(Bounding-box records)
■ ■ ■ ■ ■

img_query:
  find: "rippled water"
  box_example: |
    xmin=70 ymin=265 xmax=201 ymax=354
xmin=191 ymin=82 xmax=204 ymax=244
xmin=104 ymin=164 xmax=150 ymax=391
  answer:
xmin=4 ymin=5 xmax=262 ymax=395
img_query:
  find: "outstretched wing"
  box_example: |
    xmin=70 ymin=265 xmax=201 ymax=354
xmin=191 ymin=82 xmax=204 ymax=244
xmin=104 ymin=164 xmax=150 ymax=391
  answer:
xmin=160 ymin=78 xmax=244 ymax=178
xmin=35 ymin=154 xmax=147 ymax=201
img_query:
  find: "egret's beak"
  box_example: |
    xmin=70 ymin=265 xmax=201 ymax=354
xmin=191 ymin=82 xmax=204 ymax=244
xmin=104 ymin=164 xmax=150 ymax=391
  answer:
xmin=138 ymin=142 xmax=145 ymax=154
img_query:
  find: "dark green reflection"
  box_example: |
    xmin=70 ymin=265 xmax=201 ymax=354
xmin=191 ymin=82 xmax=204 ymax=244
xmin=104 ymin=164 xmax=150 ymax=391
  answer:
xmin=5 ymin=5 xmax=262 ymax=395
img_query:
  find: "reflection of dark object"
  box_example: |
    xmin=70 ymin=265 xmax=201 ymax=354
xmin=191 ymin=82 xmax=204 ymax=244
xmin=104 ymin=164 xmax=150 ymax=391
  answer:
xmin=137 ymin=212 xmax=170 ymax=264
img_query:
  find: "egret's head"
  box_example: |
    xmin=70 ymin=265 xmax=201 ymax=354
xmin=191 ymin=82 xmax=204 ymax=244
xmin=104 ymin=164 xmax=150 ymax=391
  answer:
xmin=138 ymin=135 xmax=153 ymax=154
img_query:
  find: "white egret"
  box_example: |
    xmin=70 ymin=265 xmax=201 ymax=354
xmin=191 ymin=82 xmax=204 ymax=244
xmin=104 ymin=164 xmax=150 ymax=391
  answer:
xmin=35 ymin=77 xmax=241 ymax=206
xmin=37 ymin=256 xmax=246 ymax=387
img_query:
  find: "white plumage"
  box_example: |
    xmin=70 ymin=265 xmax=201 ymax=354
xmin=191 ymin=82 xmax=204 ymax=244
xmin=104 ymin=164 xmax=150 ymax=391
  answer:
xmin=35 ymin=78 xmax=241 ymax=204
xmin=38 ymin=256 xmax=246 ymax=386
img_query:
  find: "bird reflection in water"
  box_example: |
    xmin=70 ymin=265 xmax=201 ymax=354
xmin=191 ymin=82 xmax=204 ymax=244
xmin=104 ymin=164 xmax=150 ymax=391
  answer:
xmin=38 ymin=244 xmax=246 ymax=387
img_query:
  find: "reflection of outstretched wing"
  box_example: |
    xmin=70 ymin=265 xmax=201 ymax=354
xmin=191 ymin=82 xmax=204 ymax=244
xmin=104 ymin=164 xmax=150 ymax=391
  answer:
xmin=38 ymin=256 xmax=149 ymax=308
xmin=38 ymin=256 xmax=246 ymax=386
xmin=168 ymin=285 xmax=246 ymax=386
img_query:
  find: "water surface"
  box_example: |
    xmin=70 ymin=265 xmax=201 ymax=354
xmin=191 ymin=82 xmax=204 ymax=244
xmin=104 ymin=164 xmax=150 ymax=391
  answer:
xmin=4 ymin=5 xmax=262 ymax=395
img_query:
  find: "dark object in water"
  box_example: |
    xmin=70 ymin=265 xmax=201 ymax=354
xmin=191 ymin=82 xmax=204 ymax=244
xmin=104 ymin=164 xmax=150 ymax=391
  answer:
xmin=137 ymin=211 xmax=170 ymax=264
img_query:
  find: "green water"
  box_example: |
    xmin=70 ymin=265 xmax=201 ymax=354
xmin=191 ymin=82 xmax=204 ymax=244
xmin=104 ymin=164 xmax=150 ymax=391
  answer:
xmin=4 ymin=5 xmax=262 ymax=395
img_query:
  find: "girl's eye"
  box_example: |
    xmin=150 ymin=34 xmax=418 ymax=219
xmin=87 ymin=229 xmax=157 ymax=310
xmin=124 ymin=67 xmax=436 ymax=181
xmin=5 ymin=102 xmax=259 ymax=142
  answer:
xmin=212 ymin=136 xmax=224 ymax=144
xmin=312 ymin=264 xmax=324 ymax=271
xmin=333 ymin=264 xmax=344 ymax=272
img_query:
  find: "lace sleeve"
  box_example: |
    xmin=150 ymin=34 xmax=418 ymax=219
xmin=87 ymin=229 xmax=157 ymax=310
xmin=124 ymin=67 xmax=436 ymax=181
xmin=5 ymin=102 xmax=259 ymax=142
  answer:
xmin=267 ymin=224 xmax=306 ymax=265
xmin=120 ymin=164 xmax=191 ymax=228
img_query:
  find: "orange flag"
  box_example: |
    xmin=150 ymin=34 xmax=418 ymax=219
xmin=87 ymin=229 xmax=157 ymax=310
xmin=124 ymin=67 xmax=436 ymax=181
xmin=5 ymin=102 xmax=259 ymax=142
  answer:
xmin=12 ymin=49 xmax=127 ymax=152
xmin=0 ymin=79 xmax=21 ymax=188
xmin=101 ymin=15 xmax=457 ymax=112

■ ■ ■ ■ ■

SET PROBLEM. All of the entries need to be reproduced exactly; please write them out.

ANSWER FOR THE TASK.
img_query:
  find: "rippled water"
  box_example: |
    xmin=70 ymin=265 xmax=201 ymax=354
xmin=191 ymin=82 xmax=204 ymax=244
xmin=104 ymin=164 xmax=150 ymax=391
  answer:
xmin=4 ymin=5 xmax=262 ymax=395
img_query:
  find: "outstretched wing"
  box_example: |
    xmin=70 ymin=265 xmax=201 ymax=354
xmin=191 ymin=82 xmax=204 ymax=244
xmin=104 ymin=164 xmax=150 ymax=391
  answer:
xmin=160 ymin=78 xmax=244 ymax=178
xmin=35 ymin=154 xmax=147 ymax=201
img_query:
  find: "egret's beak"
  box_example: |
    xmin=70 ymin=265 xmax=201 ymax=354
xmin=191 ymin=82 xmax=204 ymax=244
xmin=104 ymin=164 xmax=150 ymax=391
  answer:
xmin=138 ymin=142 xmax=145 ymax=154
img_query:
  find: "dark green reflection"
  box_example: |
    xmin=70 ymin=265 xmax=201 ymax=354
xmin=191 ymin=82 xmax=204 ymax=244
xmin=104 ymin=164 xmax=150 ymax=391
  answer:
xmin=5 ymin=5 xmax=262 ymax=395
img_query:
  find: "reflection of dark object"
  box_example: |
    xmin=70 ymin=265 xmax=201 ymax=354
xmin=191 ymin=82 xmax=204 ymax=244
xmin=104 ymin=164 xmax=150 ymax=391
  answer:
xmin=137 ymin=212 xmax=170 ymax=264
img_query:
  find: "egret's head"
  box_example: |
    xmin=70 ymin=265 xmax=201 ymax=354
xmin=191 ymin=82 xmax=204 ymax=244
xmin=104 ymin=164 xmax=150 ymax=391
  answer:
xmin=138 ymin=135 xmax=153 ymax=154
img_query:
  find: "white egret"
  box_example: |
    xmin=70 ymin=265 xmax=201 ymax=354
xmin=191 ymin=82 xmax=204 ymax=244
xmin=104 ymin=164 xmax=150 ymax=391
  answer:
xmin=35 ymin=77 xmax=241 ymax=206
xmin=37 ymin=256 xmax=246 ymax=387
img_query:
  find: "white plumage"
  box_example: |
    xmin=70 ymin=265 xmax=201 ymax=354
xmin=191 ymin=82 xmax=204 ymax=244
xmin=104 ymin=164 xmax=150 ymax=391
  answer:
xmin=35 ymin=78 xmax=241 ymax=204
xmin=38 ymin=256 xmax=246 ymax=386
img_query:
  find: "bird reflection in water"
  box_example: |
    xmin=70 ymin=265 xmax=201 ymax=354
xmin=191 ymin=82 xmax=204 ymax=244
xmin=104 ymin=164 xmax=150 ymax=391
  answer:
xmin=38 ymin=244 xmax=246 ymax=387
img_query:
  find: "reflection of outstretched wing"
  box_example: |
    xmin=70 ymin=265 xmax=201 ymax=354
xmin=191 ymin=82 xmax=204 ymax=244
xmin=104 ymin=164 xmax=150 ymax=391
  answer:
xmin=38 ymin=256 xmax=149 ymax=308
xmin=38 ymin=256 xmax=246 ymax=386
xmin=168 ymin=285 xmax=246 ymax=386
img_query:
  find: "water surface"
  box_example: |
    xmin=70 ymin=265 xmax=201 ymax=354
xmin=191 ymin=82 xmax=204 ymax=244
xmin=104 ymin=164 xmax=150 ymax=391
  answer:
xmin=4 ymin=5 xmax=262 ymax=395
img_query:
  find: "dark object in water"
  box_example: |
    xmin=70 ymin=265 xmax=201 ymax=354
xmin=191 ymin=82 xmax=204 ymax=244
xmin=104 ymin=164 xmax=150 ymax=391
  answer:
xmin=137 ymin=211 xmax=170 ymax=264
img_query:
  find: "green water"
  box_example: |
    xmin=70 ymin=265 xmax=201 ymax=354
xmin=191 ymin=82 xmax=204 ymax=244
xmin=104 ymin=164 xmax=150 ymax=391
  answer:
xmin=4 ymin=5 xmax=262 ymax=395
img_query:
  find: "girl's eye"
  box_example: |
    xmin=150 ymin=34 xmax=418 ymax=219
xmin=87 ymin=229 xmax=157 ymax=310
xmin=124 ymin=67 xmax=436 ymax=181
xmin=5 ymin=102 xmax=259 ymax=142
  answer:
xmin=212 ymin=136 xmax=224 ymax=144
xmin=312 ymin=264 xmax=324 ymax=271
xmin=333 ymin=264 xmax=344 ymax=272
img_query:
  find: "lace sleeve"
  box_example: |
    xmin=150 ymin=34 xmax=418 ymax=219
xmin=87 ymin=229 xmax=157 ymax=310
xmin=124 ymin=67 xmax=436 ymax=181
xmin=5 ymin=102 xmax=259 ymax=142
  answer:
xmin=267 ymin=224 xmax=306 ymax=265
xmin=120 ymin=164 xmax=191 ymax=228
img_query:
  find: "orange flag"
  box_example: |
    xmin=150 ymin=34 xmax=418 ymax=219
xmin=87 ymin=229 xmax=157 ymax=310
xmin=124 ymin=67 xmax=436 ymax=181
xmin=5 ymin=102 xmax=259 ymax=142
  answer:
xmin=12 ymin=49 xmax=127 ymax=152
xmin=0 ymin=79 xmax=21 ymax=188
xmin=101 ymin=15 xmax=457 ymax=112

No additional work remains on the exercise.